-- CONSIGNES --
**A)** Dites si chacune des affirmations suivantes s'accorde avec l'entretien sur Méline : (i) être simplement doué physiquement suffit pour devenir champion ; (ii) Méline a gagné des courses dès qu'elle a commencé à courir ; (iii) la persévérance fait partie des qualités citées pour être un champion. Pour chacune, répondez par oui ou non et citez les mots décisifs de l'entretien.
**B)** Prolongez l'entretien sur Méline à partir de sa dernière phrase.

-- EXTRAIT CHOISI --
# # # #
Bien sûr oui et en accord avec ses parents. J’ai d’ailleurs entraîné son papa qui a été champion de France masters sur piste.

— Est-elle l’athlète la plus talentueuse que vous avez entraîné ?

Je pense avoir eu des athlètes très talentueux mais qui n’avaient pas ce qu’il fallait pour être talentueux dans différents domaines, si on parle d’un point de vue physique. Je pense qu’il faut plusieurs qualités pour être un champion donc forcément des qualités physiques naturelles mais aussi la persévérance, de l’organisation et du mental. J’ai eu certains athlètes qui avaient une partie de ces qualités mais il faut toutes les avoir. Si on est simplement doué physiquement, on n’y arrive pas. Si on est très organisé et qu’on est moins doué, on progressera mais on ne viendra pas à ce niveau de performance. Mais Méline regroupe un peu toutes ces qualités. Le talent physique bien sûr, puisqu’elle a gagné des courses dès qu’elle a commencé à courir. Plus le mental, l’organisation ça aide bien et c’est aussi quelqu’un de très intelligent. Et si elle est prête physiquement, elle ne se rate rarement. C’est pour moi une force mentale qu’elle a, car on peut rater une compétition quand on n’est pas prêt physiquement, c’est déjà arrivé. Mais quand elle est prête physiquement c’est rare qu’elle se rate.
# # # #
Entrées d'images sur des zones nommées:
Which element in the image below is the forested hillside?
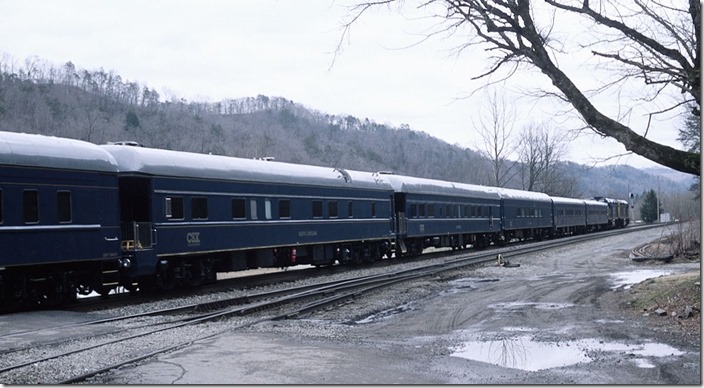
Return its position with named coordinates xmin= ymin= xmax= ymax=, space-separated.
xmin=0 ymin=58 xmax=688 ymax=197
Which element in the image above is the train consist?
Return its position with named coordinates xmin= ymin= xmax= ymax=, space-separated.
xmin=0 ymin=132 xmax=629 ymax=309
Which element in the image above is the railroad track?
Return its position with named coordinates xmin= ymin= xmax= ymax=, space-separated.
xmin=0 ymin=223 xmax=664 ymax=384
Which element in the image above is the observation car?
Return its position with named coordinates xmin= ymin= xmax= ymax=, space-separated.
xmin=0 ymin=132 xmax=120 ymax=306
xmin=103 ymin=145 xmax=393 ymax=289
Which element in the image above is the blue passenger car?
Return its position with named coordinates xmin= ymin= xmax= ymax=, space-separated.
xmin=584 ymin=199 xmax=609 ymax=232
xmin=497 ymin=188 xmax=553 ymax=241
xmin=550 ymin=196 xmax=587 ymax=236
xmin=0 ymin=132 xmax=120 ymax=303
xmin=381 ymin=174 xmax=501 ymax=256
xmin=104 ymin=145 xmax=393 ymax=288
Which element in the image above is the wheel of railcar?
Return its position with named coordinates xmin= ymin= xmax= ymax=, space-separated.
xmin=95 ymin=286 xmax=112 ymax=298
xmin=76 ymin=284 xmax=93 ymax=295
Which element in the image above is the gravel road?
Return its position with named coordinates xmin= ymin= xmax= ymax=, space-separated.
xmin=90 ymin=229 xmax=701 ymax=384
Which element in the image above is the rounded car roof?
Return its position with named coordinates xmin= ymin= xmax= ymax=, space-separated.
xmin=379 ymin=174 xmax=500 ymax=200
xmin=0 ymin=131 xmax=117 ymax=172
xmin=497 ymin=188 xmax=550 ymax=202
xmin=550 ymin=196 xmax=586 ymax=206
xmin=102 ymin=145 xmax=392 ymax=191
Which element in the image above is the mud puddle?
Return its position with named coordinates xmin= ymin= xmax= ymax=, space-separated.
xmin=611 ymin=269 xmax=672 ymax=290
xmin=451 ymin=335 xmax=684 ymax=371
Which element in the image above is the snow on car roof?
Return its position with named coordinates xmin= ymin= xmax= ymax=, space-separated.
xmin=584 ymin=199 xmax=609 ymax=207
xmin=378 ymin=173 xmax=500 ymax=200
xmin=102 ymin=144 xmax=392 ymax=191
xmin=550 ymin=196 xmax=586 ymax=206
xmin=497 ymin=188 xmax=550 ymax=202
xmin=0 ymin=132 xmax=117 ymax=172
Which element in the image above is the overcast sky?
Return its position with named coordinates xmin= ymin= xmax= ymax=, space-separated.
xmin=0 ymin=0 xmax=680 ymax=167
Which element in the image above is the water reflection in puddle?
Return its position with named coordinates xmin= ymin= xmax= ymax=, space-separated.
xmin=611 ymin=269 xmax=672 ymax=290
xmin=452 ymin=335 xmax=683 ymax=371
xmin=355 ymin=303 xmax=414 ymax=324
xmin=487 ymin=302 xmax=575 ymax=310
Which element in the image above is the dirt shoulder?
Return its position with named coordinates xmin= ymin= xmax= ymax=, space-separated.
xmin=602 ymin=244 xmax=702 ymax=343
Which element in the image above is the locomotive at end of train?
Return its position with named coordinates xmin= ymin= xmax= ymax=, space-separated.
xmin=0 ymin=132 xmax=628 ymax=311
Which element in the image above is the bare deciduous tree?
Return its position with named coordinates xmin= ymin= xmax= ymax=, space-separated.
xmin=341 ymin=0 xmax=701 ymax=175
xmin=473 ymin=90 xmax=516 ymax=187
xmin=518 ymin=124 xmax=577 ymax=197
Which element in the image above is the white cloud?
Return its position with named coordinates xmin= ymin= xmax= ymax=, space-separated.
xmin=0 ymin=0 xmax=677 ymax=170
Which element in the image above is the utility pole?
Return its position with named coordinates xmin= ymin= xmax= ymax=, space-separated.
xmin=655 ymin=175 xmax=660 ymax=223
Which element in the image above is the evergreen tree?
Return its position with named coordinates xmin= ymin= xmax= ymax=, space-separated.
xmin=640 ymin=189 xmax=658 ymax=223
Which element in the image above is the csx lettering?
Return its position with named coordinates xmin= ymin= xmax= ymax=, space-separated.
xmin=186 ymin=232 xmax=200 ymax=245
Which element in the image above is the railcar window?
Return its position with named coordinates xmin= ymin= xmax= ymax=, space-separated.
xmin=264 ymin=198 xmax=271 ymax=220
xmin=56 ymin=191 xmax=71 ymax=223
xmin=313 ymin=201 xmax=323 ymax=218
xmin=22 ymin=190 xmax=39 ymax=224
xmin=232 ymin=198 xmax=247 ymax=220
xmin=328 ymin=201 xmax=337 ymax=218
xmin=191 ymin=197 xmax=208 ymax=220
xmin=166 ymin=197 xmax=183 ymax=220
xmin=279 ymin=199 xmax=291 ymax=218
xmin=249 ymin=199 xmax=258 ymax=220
# # # #
-- RÉPONSES --
**A)**
(i) Non : « Si on est simplement doué physiquement, on n’y arrive pas. »
(ii) Oui : « elle a gagné des courses dès qu’elle a commencé à courir »
(iii) Oui : « mais aussi la persévérance, de l’organisation et du mental »

**B)**
— On en conclut d’après vos propos que c’est une athlète facile à entraîner ?

Oui très facile, surtout à partir du moment où Méline a confiance et je pense que c’est vraiment le maître mot. À partir du moment où elle a confiance, elle sait que je vais tout faire au niveau de l’entraînement pour l’accompagner, parce que j’essaie d’intervenir dans différents domaines mais on s’est mis d’accord par exemple pour contacter un préparateur physique. Il est bien intervenu dans la préparation et on est notamment été le chercher car c’est le même préparateur que celui de Félix Bour, également marathonien. Donc Méline a confiance en moi et moi j’ai confiance en elle. Par exemple, sur une séance de 1000 m, elle ne va pas essayer d’aller plus vite que l’allure donnée. Si c’est le cas, on en parle et on anticipe, puis on voit surtout par la compétition si c’est validé. Donc oui, c’est quelqu’un de très facile à entraîner.

— Vous évoquez régulièrement la grande force mentale de Méline, et vous évoquez également avoir pris un préparateur physique. Est-ce que vous avez recours à un préparateur mental pour Méline ?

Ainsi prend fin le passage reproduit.